■ **Exercise directions**:
Answer these from the page excerpt on laser delayering, one per line:
1. What does conventional 3D volumetric imaging assume about the topography of the exposed layer at each step?
2. What does the excerpt say applying a priori knowledge of material composition cannot fully address?
3. According to the Figure 1 caption, what happens to the resulting 3D image because of nonplanarity of the 2D layers?

Delayering with lasers to conduct 3D volumetric imaging, however, faces a fundamental challenge. In conventional 3D volumetric imaging, it is assumed that the exposed layer of the sample, at each step, has a flat topography, an assumption that is used when reconstructing the 3D image by stacking the 2D layers. Nevertheless, due to the differences in the laser ablation rate of different materials, achieving flat cuts, which are the basis of acquiring tomographic images in the conventional approach, faces challenges. Differences in the interaction of the laser beam with different chemical compositions in a multi-material sample may lead to a drastically different depth of cut across different regions of the sample. Such an effect can drastically distort the final 3D image, as schematically depicted in Fig. 1. Further, even having access to and applying a priori knowledge about the material composition distribution across the sample of interest cannot fully address the layer non-flatness issue.

Figure 1
figure 1

The challenge of stacking 2D images for obtaining a 3D image: due to nonplanarity of the 2D layers, the resulting 3D image will be distorted.

■ **Data excerpt**:
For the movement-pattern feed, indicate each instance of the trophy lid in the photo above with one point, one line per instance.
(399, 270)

■ **Exercise solution**:
1. It assumes the exposed layer has a flat topography.
2. The layer non-flatness issue.
3. The resulting 3D image will be distorted.